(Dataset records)
※ ※ ※
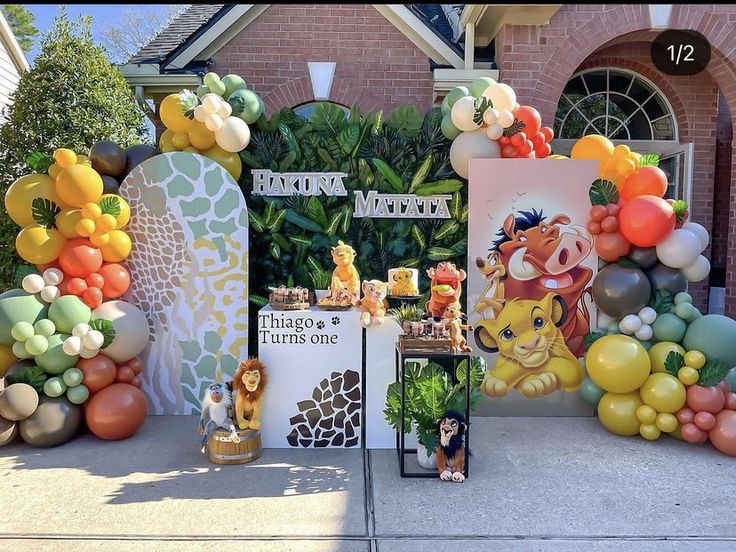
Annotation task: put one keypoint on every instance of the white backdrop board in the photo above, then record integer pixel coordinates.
(531, 190)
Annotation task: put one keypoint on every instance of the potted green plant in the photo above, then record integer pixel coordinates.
(429, 393)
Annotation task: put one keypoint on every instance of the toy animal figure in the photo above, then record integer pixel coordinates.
(404, 283)
(451, 450)
(249, 383)
(494, 273)
(453, 318)
(373, 303)
(215, 414)
(445, 288)
(345, 276)
(533, 357)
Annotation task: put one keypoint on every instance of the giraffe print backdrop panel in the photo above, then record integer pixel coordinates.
(189, 272)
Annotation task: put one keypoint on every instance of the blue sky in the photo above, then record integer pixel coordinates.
(102, 16)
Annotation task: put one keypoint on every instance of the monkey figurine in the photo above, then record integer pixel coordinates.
(215, 414)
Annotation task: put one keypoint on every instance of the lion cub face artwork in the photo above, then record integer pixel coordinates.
(533, 357)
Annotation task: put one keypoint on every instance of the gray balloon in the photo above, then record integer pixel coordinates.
(107, 158)
(620, 290)
(664, 277)
(135, 155)
(55, 422)
(8, 431)
(645, 257)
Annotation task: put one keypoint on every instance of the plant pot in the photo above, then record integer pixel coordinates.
(428, 463)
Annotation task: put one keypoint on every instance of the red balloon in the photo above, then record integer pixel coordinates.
(99, 372)
(646, 220)
(116, 412)
(117, 280)
(79, 258)
(723, 436)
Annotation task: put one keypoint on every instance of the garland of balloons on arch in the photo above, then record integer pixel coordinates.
(654, 365)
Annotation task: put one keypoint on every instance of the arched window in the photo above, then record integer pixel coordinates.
(616, 103)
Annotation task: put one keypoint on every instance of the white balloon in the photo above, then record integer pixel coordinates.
(490, 116)
(81, 329)
(53, 276)
(502, 96)
(50, 294)
(462, 114)
(647, 315)
(697, 271)
(494, 132)
(234, 135)
(644, 332)
(33, 283)
(472, 145)
(72, 345)
(699, 231)
(681, 248)
(505, 118)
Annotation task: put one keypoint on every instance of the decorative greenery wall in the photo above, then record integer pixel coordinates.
(405, 153)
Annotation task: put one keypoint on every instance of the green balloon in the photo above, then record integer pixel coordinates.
(456, 93)
(669, 327)
(590, 392)
(78, 394)
(45, 327)
(55, 360)
(18, 306)
(68, 311)
(232, 83)
(478, 86)
(54, 387)
(449, 130)
(22, 331)
(73, 377)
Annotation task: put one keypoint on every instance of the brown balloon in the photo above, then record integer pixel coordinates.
(723, 436)
(107, 158)
(116, 412)
(99, 372)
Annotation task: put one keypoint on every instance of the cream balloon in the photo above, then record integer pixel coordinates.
(472, 145)
(234, 135)
(462, 114)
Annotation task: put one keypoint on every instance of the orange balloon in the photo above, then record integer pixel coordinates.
(116, 412)
(99, 372)
(646, 180)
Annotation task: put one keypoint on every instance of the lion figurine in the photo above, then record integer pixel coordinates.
(533, 357)
(373, 303)
(249, 383)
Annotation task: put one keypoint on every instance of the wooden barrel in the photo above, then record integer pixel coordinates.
(223, 451)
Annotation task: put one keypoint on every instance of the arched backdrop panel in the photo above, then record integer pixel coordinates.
(189, 275)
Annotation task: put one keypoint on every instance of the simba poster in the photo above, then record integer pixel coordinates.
(531, 263)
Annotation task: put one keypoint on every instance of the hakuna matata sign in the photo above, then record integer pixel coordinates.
(371, 205)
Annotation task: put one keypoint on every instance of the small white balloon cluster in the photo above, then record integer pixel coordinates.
(84, 341)
(47, 284)
(682, 249)
(231, 133)
(639, 325)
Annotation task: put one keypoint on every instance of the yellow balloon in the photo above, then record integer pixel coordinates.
(22, 192)
(172, 115)
(66, 222)
(663, 392)
(617, 363)
(7, 359)
(617, 412)
(117, 248)
(659, 351)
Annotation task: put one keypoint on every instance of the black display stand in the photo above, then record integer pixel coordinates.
(455, 358)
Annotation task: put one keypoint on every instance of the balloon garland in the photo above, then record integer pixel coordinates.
(65, 335)
(656, 364)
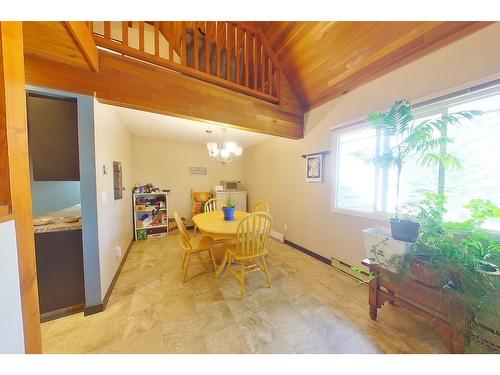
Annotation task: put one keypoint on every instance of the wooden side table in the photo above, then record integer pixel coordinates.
(440, 305)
※ ※ ※
▶ WHAT YOU WILL DO
Go through the records and repeat each one exactly, skipping anything that is a picture.

▶ RESULT FOR THIS TASK
Annotation task: put one keypoint on every instance of the white backdrop board in the photo above, then record integer pixel coordinates.
(531, 190)
Annotation task: put one keypoint on every instance of the potted green plant in the photo above, then record integer pixel coordinates.
(429, 393)
Annotation task: put one keypoint on every instance of the toy animal figure in the photo above, then record integer pixel coordinates.
(404, 283)
(451, 450)
(249, 383)
(494, 273)
(453, 318)
(373, 303)
(215, 414)
(445, 288)
(345, 276)
(533, 357)
Annotation task: put one keypoint on every instance of the giraffe print backdrop panel in the photo above, then record integer pixel coordinates.
(189, 272)
Annotation task: put one keypoint on every instance of the blue sky in the photo above, then record integer pixel coordinates.
(102, 16)
Annotation task: put one keypoint on every instance of the monkey figurine in the photo above, then record integer pixel coordinates.
(215, 414)
Annotation task: put one keypoint on every instance of the lion cub face artwork in the photo above, then record integer pixel coordinates.
(533, 357)
Annotation task: put one keypoint on every instance of the gray balloon in the photo above, then record integer pixel coordinates.
(107, 158)
(620, 290)
(664, 277)
(135, 155)
(55, 422)
(8, 431)
(645, 257)
Annotation task: put one keypoint on every instance of the plant pot in the photo above, then record integer pixel coordinates.
(428, 463)
Annotation task: put one keypoint on every instance of the red balloon in the photo above, then record integer pixel coordinates.
(99, 372)
(646, 220)
(116, 412)
(117, 280)
(79, 258)
(723, 436)
Annotation task: put one keypoint on every instance of the garland of balloons on arch in the photo above, then record integer pixel coordinates.
(654, 365)
Annotation task: put one keypoint on every instance of the arched window in the photo above, then record integer pixel coordinates.
(616, 103)
Annotation task: put one keypoint on every instance of the white balloon in the photo above, then record integer pixel coordinates.
(490, 116)
(81, 329)
(53, 276)
(502, 96)
(50, 294)
(462, 114)
(647, 315)
(697, 271)
(494, 132)
(234, 135)
(644, 332)
(33, 283)
(472, 145)
(72, 345)
(699, 231)
(681, 248)
(505, 118)
Annotation task: put one keypoint on every instance of the decorative greenery wall in the photo above, then record integer pixel coordinates.
(405, 153)
Annotation task: put one keypoint on every instance of the green balloon in the photo above, then record integer pixel coordinates.
(456, 93)
(669, 327)
(590, 392)
(78, 394)
(45, 327)
(55, 360)
(18, 306)
(68, 311)
(232, 83)
(478, 86)
(54, 387)
(449, 130)
(22, 331)
(73, 377)
Annotation task: put one keypoint on every instance of the brown balloon in the photo above, then record integer pixel coordinates.
(723, 436)
(107, 158)
(116, 412)
(99, 372)
Annotation task: put one keypoint on every instance of the cream balloon in the photo above, then record integer pixel coordinates.
(472, 145)
(234, 135)
(462, 114)
Annotation task: put one keypoint on every instance of the orange balloon in the photo above, then record integer pixel coordinates.
(116, 412)
(99, 372)
(646, 180)
Annotation task: put one keypoint on every instance of the lion figurine in the photo above, then record integer pixel coordinates.
(533, 357)
(373, 303)
(249, 383)
Annotation task: put one keypoint on every instance of the wooden barrel in the photo above, then record integer pixel coordinates.
(223, 451)
Annotation task: put one keypoint on every instance of the arched backdrop panel in the photo above, then record integer pixel coordinates.
(189, 275)
Annotation task: put one keypoint on every instance of the simba poster in the photo above, then record integer pixel coordinates.
(531, 263)
Annotation task: put one keypoint on every instance of the hakuna matata sign in the photo above, then record integer pixel coordinates.
(371, 205)
Annotation task: put one keypoint on every instance of the small white balloon cluster in the photo above, then record integer pixel coordinates.
(84, 341)
(47, 284)
(682, 249)
(231, 133)
(639, 325)
Annotation task: put one keypoint on every instance of the yellow balloon in the photo above, then record integer pixel coordinates.
(22, 192)
(172, 115)
(66, 222)
(663, 392)
(617, 363)
(7, 359)
(617, 412)
(117, 248)
(659, 351)
Annotation task: put one keypoint on every instance of the black display stand in the photo above, then record integer pixel coordinates.
(455, 358)
Annotation task: put one keypoint on every instance of the balloon garland in the photo above, then record integer pixel coordinates.
(65, 335)
(656, 364)
Annotation task: put one keypoint on every instance of the wooden side table in the photo above, then record integer pixel coordinates.
(440, 305)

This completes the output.